TASK DESCRIPTION>
Print every one of the rows below verbatim, with no changes.

=== RECORD EXCERPTS ===

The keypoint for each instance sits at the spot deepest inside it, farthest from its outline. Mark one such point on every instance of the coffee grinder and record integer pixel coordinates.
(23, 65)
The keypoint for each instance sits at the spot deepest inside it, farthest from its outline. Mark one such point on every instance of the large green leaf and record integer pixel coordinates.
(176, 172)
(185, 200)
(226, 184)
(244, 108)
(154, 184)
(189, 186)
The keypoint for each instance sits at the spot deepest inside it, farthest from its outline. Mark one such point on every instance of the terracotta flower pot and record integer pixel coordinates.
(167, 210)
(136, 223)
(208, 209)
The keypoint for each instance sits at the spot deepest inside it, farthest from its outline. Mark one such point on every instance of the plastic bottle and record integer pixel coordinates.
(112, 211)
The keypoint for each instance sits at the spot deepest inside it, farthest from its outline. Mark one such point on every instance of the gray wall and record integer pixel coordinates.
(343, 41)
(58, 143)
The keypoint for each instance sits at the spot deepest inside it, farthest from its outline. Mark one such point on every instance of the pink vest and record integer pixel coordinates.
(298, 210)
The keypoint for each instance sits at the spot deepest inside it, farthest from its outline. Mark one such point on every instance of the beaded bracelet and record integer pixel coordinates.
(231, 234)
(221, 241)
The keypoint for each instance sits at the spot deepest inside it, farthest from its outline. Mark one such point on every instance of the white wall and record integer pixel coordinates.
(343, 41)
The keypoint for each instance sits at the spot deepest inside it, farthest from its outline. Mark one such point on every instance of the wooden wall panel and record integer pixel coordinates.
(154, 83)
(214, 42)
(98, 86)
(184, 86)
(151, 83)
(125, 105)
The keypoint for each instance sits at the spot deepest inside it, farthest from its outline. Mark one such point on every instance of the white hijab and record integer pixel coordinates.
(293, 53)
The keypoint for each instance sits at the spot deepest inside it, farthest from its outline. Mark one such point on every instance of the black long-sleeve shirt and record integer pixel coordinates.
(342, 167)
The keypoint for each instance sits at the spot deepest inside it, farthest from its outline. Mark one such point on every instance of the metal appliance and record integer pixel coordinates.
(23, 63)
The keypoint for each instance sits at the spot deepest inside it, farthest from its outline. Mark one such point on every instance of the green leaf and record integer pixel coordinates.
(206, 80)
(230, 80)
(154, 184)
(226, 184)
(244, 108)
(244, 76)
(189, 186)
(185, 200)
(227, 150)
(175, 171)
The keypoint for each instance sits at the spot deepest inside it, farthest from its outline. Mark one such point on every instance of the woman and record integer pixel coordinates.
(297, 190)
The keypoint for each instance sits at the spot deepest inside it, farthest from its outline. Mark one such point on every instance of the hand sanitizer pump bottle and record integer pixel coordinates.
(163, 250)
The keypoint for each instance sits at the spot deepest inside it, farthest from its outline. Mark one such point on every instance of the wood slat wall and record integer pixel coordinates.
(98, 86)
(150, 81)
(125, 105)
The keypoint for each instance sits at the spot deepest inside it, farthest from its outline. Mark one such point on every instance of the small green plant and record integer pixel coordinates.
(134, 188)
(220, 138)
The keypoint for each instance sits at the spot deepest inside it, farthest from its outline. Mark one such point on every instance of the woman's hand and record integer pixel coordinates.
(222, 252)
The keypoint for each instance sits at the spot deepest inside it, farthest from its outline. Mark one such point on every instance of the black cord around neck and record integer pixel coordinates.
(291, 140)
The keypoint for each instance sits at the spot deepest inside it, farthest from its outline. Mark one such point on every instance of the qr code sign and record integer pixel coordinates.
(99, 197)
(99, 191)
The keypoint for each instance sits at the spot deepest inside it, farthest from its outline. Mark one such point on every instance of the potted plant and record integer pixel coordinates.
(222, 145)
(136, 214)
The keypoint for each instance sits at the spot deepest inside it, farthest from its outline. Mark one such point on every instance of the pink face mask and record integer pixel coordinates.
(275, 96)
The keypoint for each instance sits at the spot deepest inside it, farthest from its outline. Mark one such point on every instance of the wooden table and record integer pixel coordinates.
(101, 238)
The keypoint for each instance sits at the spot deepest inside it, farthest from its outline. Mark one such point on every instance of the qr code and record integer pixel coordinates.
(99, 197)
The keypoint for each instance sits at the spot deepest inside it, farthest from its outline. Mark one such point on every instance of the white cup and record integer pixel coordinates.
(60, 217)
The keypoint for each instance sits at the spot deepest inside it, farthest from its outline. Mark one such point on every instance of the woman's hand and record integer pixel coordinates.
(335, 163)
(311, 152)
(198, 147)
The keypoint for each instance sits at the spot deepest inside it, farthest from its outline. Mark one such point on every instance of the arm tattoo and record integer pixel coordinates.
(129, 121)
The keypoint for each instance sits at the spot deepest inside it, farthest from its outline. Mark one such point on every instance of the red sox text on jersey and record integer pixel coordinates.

===

TASK RESPONSE>
The keypoint for each instance sits at the spot deepest inside it, farthest from its outline. Mark one such point on every instance of the coffee grinder and record integer pixel coordinates.
(23, 65)
The keypoint for each instance sits at the spot deepest inside it, farthest from its outline. Mark one such point on every instance of the large green leaf and record integer pixel coordinates.
(176, 172)
(185, 200)
(226, 184)
(244, 108)
(154, 184)
(189, 186)
The keypoint for each instance sits at the spot deepest inside it, farthest from its outline. Mark one such point on every instance of the terracotta flower pot and record integer pixel coordinates.
(167, 210)
(136, 223)
(208, 209)
The keypoint for each instance sits at the spot deepest inside it, farthest from its outline. Mark one such point on every instance of the plastic bottle and record integer pixel coordinates.
(112, 211)
The keypoint for each instance sits at the spot deepest inside it, farthest from its outline. Mark one such point on every instance of the gray wall and record integer pixel coordinates.
(343, 41)
(58, 143)
The keypoint for each instance sits at the spot deepest inside it, farthest from its outline. Mark one such point on every instance of the pink vest and record integer pixel coordinates.
(298, 210)
The keypoint for each instance sits at the spot deepest inside it, farthest from its outline. Mark one such point on every instance of the beaded bracelet and record integer pixel coordinates.
(231, 234)
(221, 241)
The keypoint for each instance sits at the spot deepest inside it, farthest from its outline. Mark one such point on every instance of the white wall and record integer pixel coordinates.
(343, 41)
The keypoint for each instance sits at the spot deepest inside it, farthest from its outline. Mark one such point on every instance of the wooden wall panel and record integer pixel coordinates.
(154, 83)
(214, 42)
(98, 86)
(184, 86)
(151, 83)
(125, 105)
The keypoint for each instance sits at the spot deepest inside it, farthest from its outline. Mark one such point on every instance of the white hijab and record integer pixel coordinates.
(293, 53)
The keypoint for each instance sits at the spot deepest inside it, farthest from its outline. Mark one such point on every instance of the black long-sleeve shirt and record integer pixel coordinates.
(342, 167)
The keypoint for each instance sits at the spot deepest inside it, farthest from its outline. Mark one such point on every instance of the metal appliance and record integer pixel coordinates.
(23, 63)
The keypoint for each instance sits at the spot deepest inside it, farthest from its outline. Mark one such point on every instance of the green leaf and record integer pixel coordinates.
(206, 80)
(230, 80)
(154, 184)
(226, 184)
(244, 108)
(244, 76)
(189, 186)
(185, 200)
(227, 150)
(175, 171)
The keypoint for each instance sits at the spot deepest inside it, farthest from its outline. Mark one such point on every instance of the woman and record integer pixel coordinates.
(297, 190)
The keypoint for each instance sits at the spot deepest inside it, farthest from its outline. Mark one such point on every instance of the hand sanitizer pump bottle and record integer pixel coordinates.
(163, 250)
The keypoint for each instance sits at the spot deepest inside it, farthest from its outline. Mark one such point on every instance of the wood slat wall and record integer pixel coordinates.
(98, 86)
(150, 81)
(125, 105)
The keypoint for each instance sits at the spot deepest inside it, farthest from its outline. Mark one such point on every instance of the small green plant and record integer pixel coordinates.
(134, 188)
(220, 138)
The keypoint for each instance sits at the spot deepest inside it, farthest from its outline. Mark one such point on every instance of the woman's hand and record integer pixel coordinates.
(222, 252)
The keypoint for each instance sits at the spot deepest inside it, farthest from its outline. Mark one such point on every instance of the black cord around neck and record integer pixel coordinates.
(291, 140)
The keypoint for each instance sits at the spot deepest inside it, farthest from its outline. Mark one such point on every instance of the qr code sign and record integer pixel coordinates.
(99, 197)
(99, 191)
The keypoint for each instance sits at the spot deepest inside it, farthest from its outline. Mark one such point on every instance of the potted plant and record integer pixel coordinates.
(222, 145)
(136, 214)
The keypoint for each instance sits at the spot deepest inside it, farthest from its outline. Mark one such point on every instance of the pink face mask and record integer pixel coordinates.
(275, 96)
The keypoint for each instance sits at the spot deepest inside it, farthest from its outline. Mark one such point on every instance of the wooden table and record integer pixel coordinates.
(101, 238)
The keypoint for each instance sits at the spot deepest inside it, farthest from its outline. Mark one such point on every instance of the qr code and record integer pixel coordinates.
(99, 197)
The keypoint for each instance sits at the spot deepest inside it, farthest from its outline. Mark one such point on every instance of the white cup and record integer pixel coordinates.
(60, 217)
The keypoint for each instance sits at the spot deepest inside it, farthest from its outline. Mark one such point on every instance of the woman's hand and record integer pixel coordinates.
(335, 163)
(311, 152)
(198, 147)
The keypoint for each instance sits at the spot deepest inside it, farthest from its outline. Mark one such point on every instance of the arm tattoo and record integer pixel coordinates.
(129, 121)
The keypoint for each instance sits at the spot deepest inside it, farthest from its outline. Mark one such point on every instance of the red sox text on jersey and record integer pixel coordinates.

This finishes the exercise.